What is expected:
Copy each of the following lines word for word, with nothing added or left out.

── Data for the task

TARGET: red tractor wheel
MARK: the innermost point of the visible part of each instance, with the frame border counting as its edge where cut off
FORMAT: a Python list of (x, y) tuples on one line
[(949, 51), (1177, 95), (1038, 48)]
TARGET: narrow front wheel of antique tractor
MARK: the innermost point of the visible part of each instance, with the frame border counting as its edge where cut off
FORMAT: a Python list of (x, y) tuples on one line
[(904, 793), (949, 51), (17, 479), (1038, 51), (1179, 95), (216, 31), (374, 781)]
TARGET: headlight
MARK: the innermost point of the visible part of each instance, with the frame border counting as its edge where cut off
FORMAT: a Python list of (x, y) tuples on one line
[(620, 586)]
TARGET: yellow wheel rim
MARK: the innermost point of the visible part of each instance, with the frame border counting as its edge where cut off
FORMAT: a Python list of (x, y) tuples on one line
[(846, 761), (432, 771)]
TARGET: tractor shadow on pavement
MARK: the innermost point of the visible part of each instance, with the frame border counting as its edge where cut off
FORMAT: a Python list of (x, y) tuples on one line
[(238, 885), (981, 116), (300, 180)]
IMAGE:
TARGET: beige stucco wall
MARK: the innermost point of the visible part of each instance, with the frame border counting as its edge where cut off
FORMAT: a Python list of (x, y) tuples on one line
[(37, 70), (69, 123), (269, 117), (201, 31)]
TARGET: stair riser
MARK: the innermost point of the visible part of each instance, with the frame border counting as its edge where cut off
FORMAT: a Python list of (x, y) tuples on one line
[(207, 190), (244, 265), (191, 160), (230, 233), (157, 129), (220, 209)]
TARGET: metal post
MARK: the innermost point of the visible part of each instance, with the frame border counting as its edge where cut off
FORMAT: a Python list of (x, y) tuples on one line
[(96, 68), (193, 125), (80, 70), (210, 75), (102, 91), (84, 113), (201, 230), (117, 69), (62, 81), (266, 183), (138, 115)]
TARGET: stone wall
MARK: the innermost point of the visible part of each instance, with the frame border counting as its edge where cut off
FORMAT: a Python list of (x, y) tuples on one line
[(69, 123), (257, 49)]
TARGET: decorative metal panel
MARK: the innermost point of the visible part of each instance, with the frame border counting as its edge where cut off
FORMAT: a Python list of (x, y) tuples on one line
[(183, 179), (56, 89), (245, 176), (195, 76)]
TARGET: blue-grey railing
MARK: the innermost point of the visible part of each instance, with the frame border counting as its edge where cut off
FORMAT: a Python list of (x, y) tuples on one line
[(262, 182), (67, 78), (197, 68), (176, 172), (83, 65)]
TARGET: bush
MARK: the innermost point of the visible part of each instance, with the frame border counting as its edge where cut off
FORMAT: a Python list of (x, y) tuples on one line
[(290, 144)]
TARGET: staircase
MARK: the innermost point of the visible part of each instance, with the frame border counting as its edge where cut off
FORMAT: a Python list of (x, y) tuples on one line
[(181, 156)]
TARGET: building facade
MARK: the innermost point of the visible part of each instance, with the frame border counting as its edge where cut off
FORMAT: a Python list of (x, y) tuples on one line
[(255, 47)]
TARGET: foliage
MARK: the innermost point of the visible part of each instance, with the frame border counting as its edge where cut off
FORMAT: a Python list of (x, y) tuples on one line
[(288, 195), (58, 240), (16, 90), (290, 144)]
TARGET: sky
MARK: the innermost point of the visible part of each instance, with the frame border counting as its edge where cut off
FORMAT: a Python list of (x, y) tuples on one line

────

Result of the task:
TARGET: red tractor wheel
MARK: the innermost point of the visible part of each instance, with the frame border counting as its edge where cut off
FORMAT: a Python list of (x, y) tuples on one line
[(949, 51), (1177, 95), (1038, 48)]
TARGET: narrow front wheel of antique tractor
MARK: the innermost point of the visible part of each instance, with the frame border counting as its edge where cut off
FORMAT: a Python list of (x, y) tuples on one line
[(904, 793), (949, 51), (17, 479), (1038, 51), (1179, 95), (216, 31), (374, 781)]
TARGET: headlight
MARK: the innermost point of the visible part of each instance, with the frame border counting as its edge where cut off
FORMAT: a Python list of (x, y) tuples on one line
[(620, 586)]
TARGET: yellow wheel rim
MARK: the innermost point of the visible part of each instance, with the frame border counting as its edge where cut off
FORMAT: a Python list of (x, y) tuples on one line
[(846, 761), (432, 771)]
TARGET: tractor shadow on pavement
MARK: the innermost point of the visible part of each instance, with the frame border counting as its edge where cut off
FORMAT: a Python list of (x, y) tuples on one line
[(238, 885), (981, 116), (300, 180)]
IMAGE:
TARGET: beige stucco wall
MARK: the innermost point of the visible part of each instance, with the frame border counting as its edge where cut off
FORMAT: a Python list of (x, y) tuples on one line
[(37, 70), (69, 123), (269, 117), (201, 31)]
TARGET: stair riser
MARK: the innermost point of the visible part of each instance, with the frame border counting as its edge where cut off
FORMAT: a Python list of (x, y) tuples on one line
[(207, 190), (244, 265), (191, 160), (230, 233), (157, 129), (220, 209)]
TARGET: metal post
MARK: the innermost point of the visible part of each instance, with the frame border counting as its edge where cut off
FORMAT: a Python list of (x, y) tuples on one line
[(96, 68), (193, 125), (80, 70), (210, 75), (102, 91), (84, 113), (201, 230), (117, 69), (62, 81), (266, 183), (138, 115)]
TARGET: stone wall
MARK: the innermost point of the visible part of each instance, with the frame border counting as its edge where cut off
FORMAT: a Python list of (x, y) tuples on one line
[(69, 123), (257, 49)]
TARGET: decorative metal panel
MARK: the innermost point of the visible part of each instance, with the frame border counting as its edge where cut off
FORMAT: a Python list of (x, y) tuples on one line
[(183, 179), (56, 89), (245, 176), (195, 76)]
TARGET: blue-grey railing
MARK: the innermost point of the visible part of each instance, with the frame border counting as its edge where cut off
FORMAT: a Python list of (x, y) tuples on one line
[(262, 182), (67, 78), (197, 68), (176, 172), (83, 65)]
TARGET: bush
MARK: the innermost point of the visible part of each instance, with the frame border counting as its edge where cut off
FORMAT: a Python list of (x, y) tuples on one line
[(290, 144)]
TARGET: staircase
MARK: the innermost point of the visible part of each instance, with the frame border counting as its edge where cut off
FORMAT: a Python list of (x, y) tuples on one line
[(181, 156)]
TARGET: building facade
MARK: the innermost point of the visible part of each instance, with the frame border counting as its edge where cut off
FORMAT: a Python list of (x, y) tuples on one line
[(255, 47)]
TARGET: foliage
MARK: the innermost point of the visible part of each instance, with the frame border counting as its edge where cut off
FORMAT: a Python list of (x, y) tuples on one line
[(288, 195), (58, 240), (16, 90), (290, 144)]
TARGET: sky
MARK: the innermost point of the visible part of each instance, with the frame border counting as its edge where cut off
FORMAT: a Python list of (x, y) tuples on one line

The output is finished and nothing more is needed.